• _TASK MATERIAL_:

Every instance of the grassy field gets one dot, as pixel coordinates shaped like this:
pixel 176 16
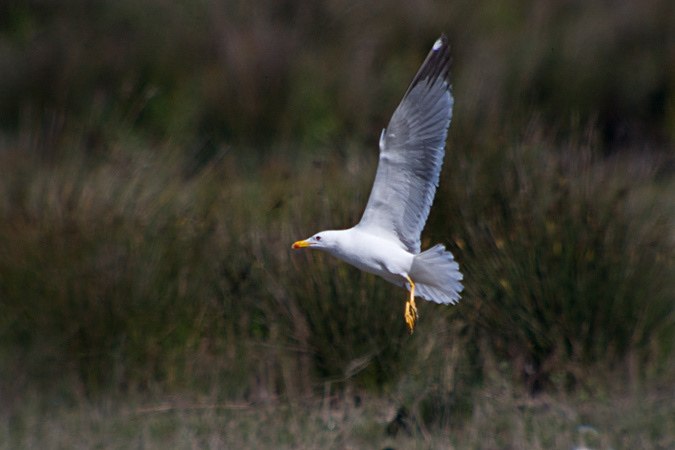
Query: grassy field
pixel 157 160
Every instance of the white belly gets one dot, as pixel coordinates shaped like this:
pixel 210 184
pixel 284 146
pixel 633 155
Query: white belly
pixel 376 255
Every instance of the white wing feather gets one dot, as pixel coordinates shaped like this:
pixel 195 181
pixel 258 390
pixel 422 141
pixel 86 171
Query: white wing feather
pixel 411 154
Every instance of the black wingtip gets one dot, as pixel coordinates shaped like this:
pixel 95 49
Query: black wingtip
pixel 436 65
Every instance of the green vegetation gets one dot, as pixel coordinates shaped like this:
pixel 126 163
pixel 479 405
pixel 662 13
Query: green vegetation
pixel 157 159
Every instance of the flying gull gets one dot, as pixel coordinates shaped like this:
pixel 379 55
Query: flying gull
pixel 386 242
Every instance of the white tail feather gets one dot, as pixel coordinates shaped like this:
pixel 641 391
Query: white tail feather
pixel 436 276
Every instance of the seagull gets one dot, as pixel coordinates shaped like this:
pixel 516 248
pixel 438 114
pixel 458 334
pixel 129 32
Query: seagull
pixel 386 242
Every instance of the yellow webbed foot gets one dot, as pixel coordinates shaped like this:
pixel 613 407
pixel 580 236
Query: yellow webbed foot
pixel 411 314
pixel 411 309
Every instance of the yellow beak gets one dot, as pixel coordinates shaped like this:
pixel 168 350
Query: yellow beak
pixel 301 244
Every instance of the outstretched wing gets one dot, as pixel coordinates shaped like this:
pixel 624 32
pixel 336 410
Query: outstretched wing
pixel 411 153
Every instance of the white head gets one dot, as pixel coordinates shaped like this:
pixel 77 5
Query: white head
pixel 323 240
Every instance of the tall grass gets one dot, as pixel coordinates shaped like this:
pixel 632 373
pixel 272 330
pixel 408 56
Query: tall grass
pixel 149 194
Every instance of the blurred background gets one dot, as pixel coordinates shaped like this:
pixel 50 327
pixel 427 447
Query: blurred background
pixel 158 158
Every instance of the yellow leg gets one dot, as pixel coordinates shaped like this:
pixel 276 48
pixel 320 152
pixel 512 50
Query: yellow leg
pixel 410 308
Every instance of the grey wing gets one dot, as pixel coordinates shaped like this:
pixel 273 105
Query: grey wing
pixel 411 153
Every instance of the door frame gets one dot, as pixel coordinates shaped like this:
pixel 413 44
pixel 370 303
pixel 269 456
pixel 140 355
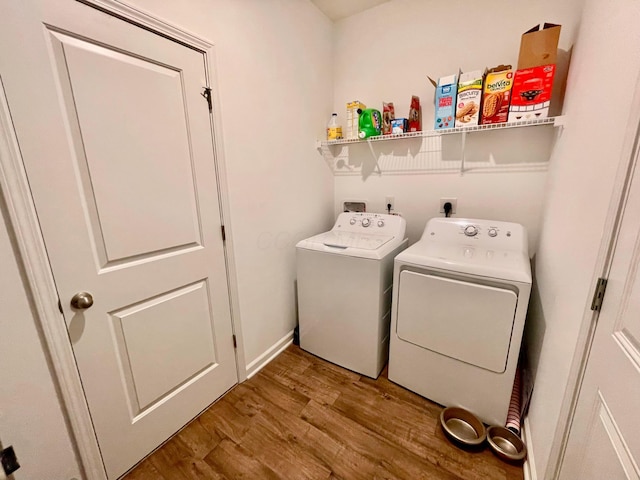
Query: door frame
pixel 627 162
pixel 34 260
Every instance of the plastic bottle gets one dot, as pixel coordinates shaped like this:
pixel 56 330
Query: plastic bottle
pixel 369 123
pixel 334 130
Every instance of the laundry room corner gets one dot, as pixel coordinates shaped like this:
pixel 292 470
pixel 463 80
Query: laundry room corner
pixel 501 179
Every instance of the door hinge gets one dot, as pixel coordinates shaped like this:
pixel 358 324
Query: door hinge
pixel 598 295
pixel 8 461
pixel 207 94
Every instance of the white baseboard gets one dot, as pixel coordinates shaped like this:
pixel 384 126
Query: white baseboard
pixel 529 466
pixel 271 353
* * *
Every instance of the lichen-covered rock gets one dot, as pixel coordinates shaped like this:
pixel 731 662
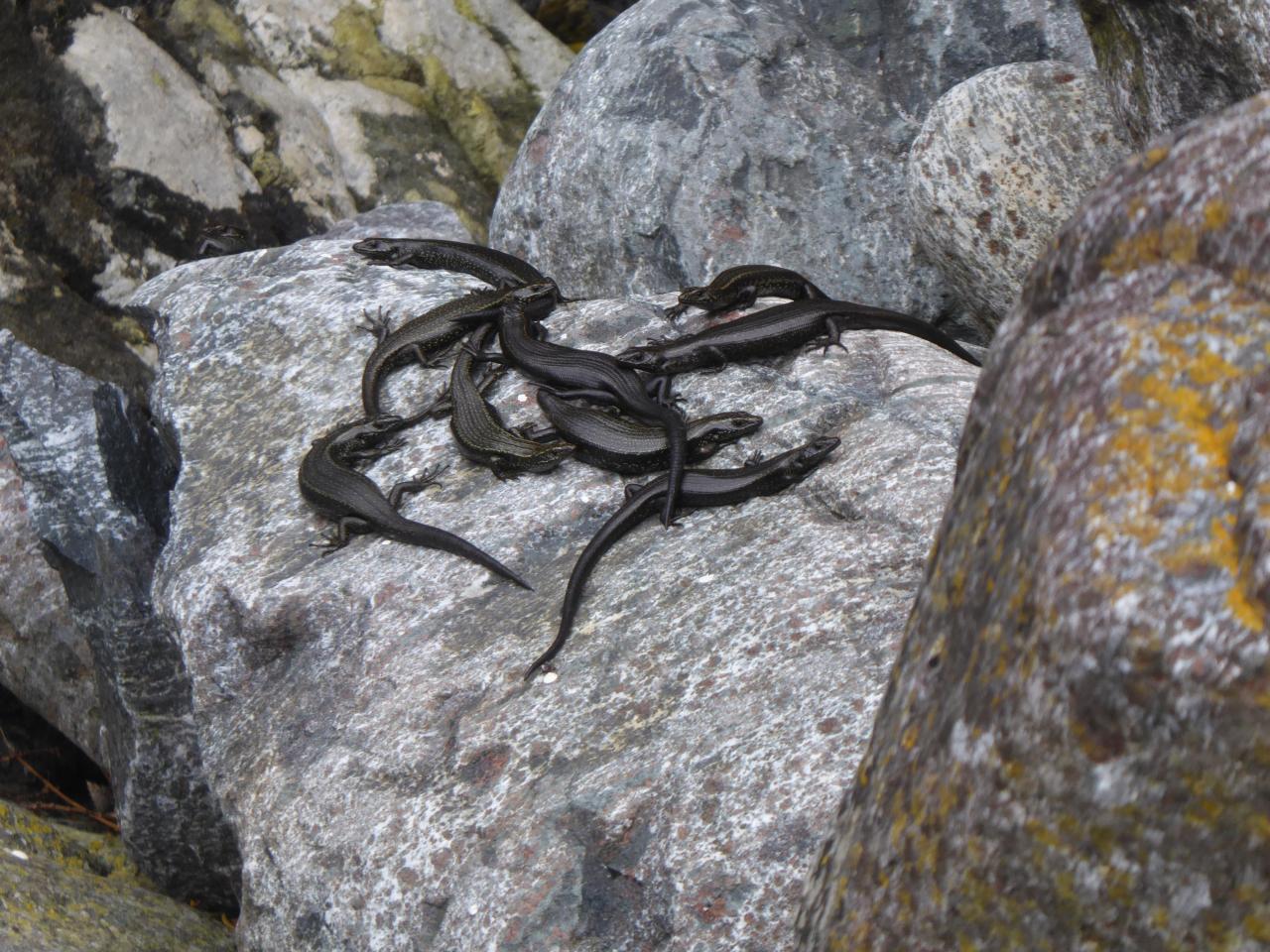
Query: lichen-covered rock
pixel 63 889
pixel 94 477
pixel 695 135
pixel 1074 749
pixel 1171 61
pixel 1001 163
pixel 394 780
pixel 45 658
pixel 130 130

• _TASK GOAL_: Reproduce verbatim the lines starting with the line that contains "Every instance of the white baseboard" and continuing through the line that contains "pixel 271 353", with both of those lines included.

• _CORRECT OUTPUT_:
Every instance of the white baseboard gets one dot, as pixel coordinates shaped like this:
pixel 384 126
Query: white baseboard
pixel 529 466
pixel 271 353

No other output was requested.